* **WHAT THE TASK ASKS**
Quote the full listing word for word.

:: ENTRIES SUPPLIED ::

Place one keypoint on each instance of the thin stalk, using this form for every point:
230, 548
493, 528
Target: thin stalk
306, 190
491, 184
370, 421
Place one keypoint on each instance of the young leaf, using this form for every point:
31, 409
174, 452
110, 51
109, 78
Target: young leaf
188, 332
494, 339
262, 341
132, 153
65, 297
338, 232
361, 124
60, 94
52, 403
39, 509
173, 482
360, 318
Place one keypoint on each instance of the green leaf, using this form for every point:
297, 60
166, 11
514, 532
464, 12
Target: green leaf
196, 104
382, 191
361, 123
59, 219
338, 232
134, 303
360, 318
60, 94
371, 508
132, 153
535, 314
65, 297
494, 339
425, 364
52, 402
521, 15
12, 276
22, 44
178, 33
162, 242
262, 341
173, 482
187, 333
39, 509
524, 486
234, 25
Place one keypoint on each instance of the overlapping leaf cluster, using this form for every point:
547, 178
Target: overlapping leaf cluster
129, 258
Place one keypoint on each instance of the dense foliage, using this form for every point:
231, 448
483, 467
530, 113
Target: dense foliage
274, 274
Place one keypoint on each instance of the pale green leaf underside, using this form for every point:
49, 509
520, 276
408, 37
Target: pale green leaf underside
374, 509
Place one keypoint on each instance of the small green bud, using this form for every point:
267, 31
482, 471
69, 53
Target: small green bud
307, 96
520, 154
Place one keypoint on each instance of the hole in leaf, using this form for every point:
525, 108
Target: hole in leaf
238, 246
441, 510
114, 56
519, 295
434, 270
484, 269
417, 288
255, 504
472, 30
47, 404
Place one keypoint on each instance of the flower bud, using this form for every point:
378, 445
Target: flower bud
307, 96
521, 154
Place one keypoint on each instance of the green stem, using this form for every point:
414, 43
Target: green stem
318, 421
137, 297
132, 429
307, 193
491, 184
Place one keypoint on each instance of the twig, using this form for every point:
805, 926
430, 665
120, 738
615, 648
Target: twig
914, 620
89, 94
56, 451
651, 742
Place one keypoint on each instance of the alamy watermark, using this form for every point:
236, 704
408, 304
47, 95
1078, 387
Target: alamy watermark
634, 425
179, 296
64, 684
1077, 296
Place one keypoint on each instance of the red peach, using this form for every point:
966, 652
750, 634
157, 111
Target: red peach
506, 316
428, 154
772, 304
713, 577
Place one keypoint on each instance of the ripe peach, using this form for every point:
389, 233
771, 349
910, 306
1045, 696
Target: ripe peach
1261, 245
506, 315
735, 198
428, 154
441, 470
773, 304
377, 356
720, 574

:::

* **EXERCISE RESPONSE**
Place one keypoint on each instance of the thin stalk, using this form for every point:
230, 548
493, 528
Target: thin stalk
306, 190
491, 184
370, 421
Place one keypoint on each instance of the young leaf, using this form for every point:
31, 409
174, 452
110, 51
109, 78
Target: young leaf
188, 332
494, 339
262, 341
132, 153
65, 297
338, 232
361, 124
60, 94
52, 403
39, 509
173, 482
360, 318
Place one keypoint on each instance of the green leaf, using this form for every point:
297, 60
166, 11
514, 532
464, 12
Target: green leaf
196, 104
382, 191
361, 123
59, 219
338, 232
134, 303
360, 318
60, 94
371, 508
132, 153
535, 314
65, 297
494, 339
425, 364
52, 402
521, 15
12, 276
22, 44
178, 33
162, 242
262, 341
173, 482
187, 333
39, 509
524, 486
234, 25
Place one keypoint on each instance of the overlapping leaf cluster, using this form for every point:
547, 178
Target: overlapping leaf cluster
129, 258
Place one keypoint on each instance of the dense foliage, using this form for every point:
231, 448
483, 467
530, 113
Target: dense foliage
274, 274
Place one keypoint on each instance of the pale green leaf underside, using this form for every point:
49, 509
520, 276
408, 37
Target: pale green leaf underside
374, 509
Place one keypoint on each instance of the small green bud, using this form for every point:
267, 31
482, 471
69, 53
Target: small green bud
307, 96
520, 154
Place one keypoint on each instance of the hole in leaf, using this form for every point:
525, 108
Target: hole in leaf
238, 246
441, 510
114, 56
519, 295
434, 270
484, 269
417, 288
255, 504
472, 30
47, 404
Place one keypoint on each instance of the flower bud, using this form for every point:
378, 445
Target: flower bud
307, 96
521, 154
Place one keypoint on each instance of the green stem, using this form for every point:
414, 43
Target: green stem
318, 421
137, 297
132, 429
307, 193
491, 184
Place one keypoint on each instance of the twig, using this form for every point:
805, 926
430, 665
120, 738
615, 648
Target: twig
914, 620
89, 94
56, 451
651, 742
Place one keypoint on each instance of the alamy watermark, using this form for every point:
236, 704
408, 304
47, 95
1078, 387
Target: alamy watermark
634, 425
179, 296
64, 684
1077, 296
Place one keypoint on each instance of the red peach, using this form for every point:
966, 652
750, 634
157, 111
Target: red peach
506, 316
428, 154
772, 304
713, 577
Place one keypoint on each instance of the ripe peach, using this form for every point:
389, 233
771, 349
910, 306
1045, 696
Target: ripe peach
1261, 245
506, 315
735, 198
428, 154
441, 470
773, 304
377, 356
720, 574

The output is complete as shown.